Job A -> Decide whether each statement below agrees with the passage about the Marquess of Lothian, answering yes or no and quoting the deciding words from the passage: (i) The 6th Marquess was born on October 4, 1763. (ii) Henrietta outlived the Marquess by nine years. (iii) George Lothian was born in 1810.
Job B -> List every full date (month, day and year) that appears in the passage about the Marquess of Lothian.
Job C -> Resume the passage about the Marquess of Lothian, starting right after its final sentence.

Over the past ten years, I have been accumulating dates of births, marriages and deaths of the William Lothian family, and checking historical references and geneological works. Burkes Peerage indicates that the only Earl or Marquess of Lothian who would qualify as the progenitor of our family was William Kerr, the 6th Marquess, who was born on October 4, 1763. The 6th Marquess was married twice, the first time on April 14, 1793, to Henrietta, formerly the wife of the 1st Earl of Belmore, and daughter of the 2nd Earl of Buckinghamshire. She had three children the first of whom, John William Robert, became the 7th Marquess on the death of his father on April 27, 1824. Henrietta died in 1805, and the Marquess married on December 1, 1806, Harriet, the daughter of the 3rd Earl of Buccleuch. Harriet had three children by the Marquess and outlived him by nine years. As George Lothian was born in 1810, and my father, William in 1814, the legend of the morganatic marriage of Helen Johnstone to the 6th Marquess does not fit. Moreover, it seems very unlikely that Helen would become enamoured of a married man 20 years her senior.

Given data ->
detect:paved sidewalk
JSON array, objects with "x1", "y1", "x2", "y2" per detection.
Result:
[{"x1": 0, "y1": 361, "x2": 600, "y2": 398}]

Task result A ->
(i) Yes: "who was born on October 4, 1763"
(ii) No: "Henrietta died in 1805"
(iii) Yes: "As George Lothian was born in 1810"

Task result B ->
October 4, 1763
April 14, 1793
April 27, 1824
December 1, 1806

Task result C ->
John William Robert Kerr, the 7th Marquess, was born February 1, 1794, or eleven years after Helen Johnstone. lit seems doubtful that he was the father of George or William Lothian, as he would have been married at 15. Burkes Peerage gives the date of his marriage as July, 1831, and the date of his first born as August, 1832.

It has been suggested that our family might be descendants of the Roseberys, a family with long and wealthy traditions in Scotland. The 4th Earl of Rosebery was born on October 14, 1783, the same year as Helen Johnstone. He married his first wife, Harriet Bouverie in 1808, and after this marriage was dissolved in 1815, he remarried in 1819 Ann Margaret, daughter of the 1st Viscount Anson. However, the Earl of Roseberys family name was Primrose, and that does not fit the Lothian legend.

The family of the Duke of Roxburghe originally descended from the Kerrs of Cessford, but this branch of the family spelled their name Ker. The Ker lineage disappeared when Sir William Drummond became the 2nd Earl and he assumed the name of Ker. Sir James Innes, the 5th Duke of Roxburghe, who was born in 1736 and died in 1820, assumed the name of InnesKer in 1807. I consider him to be a very unlikely ancestor, as he was 47 years of age when Helen Johnstone was born.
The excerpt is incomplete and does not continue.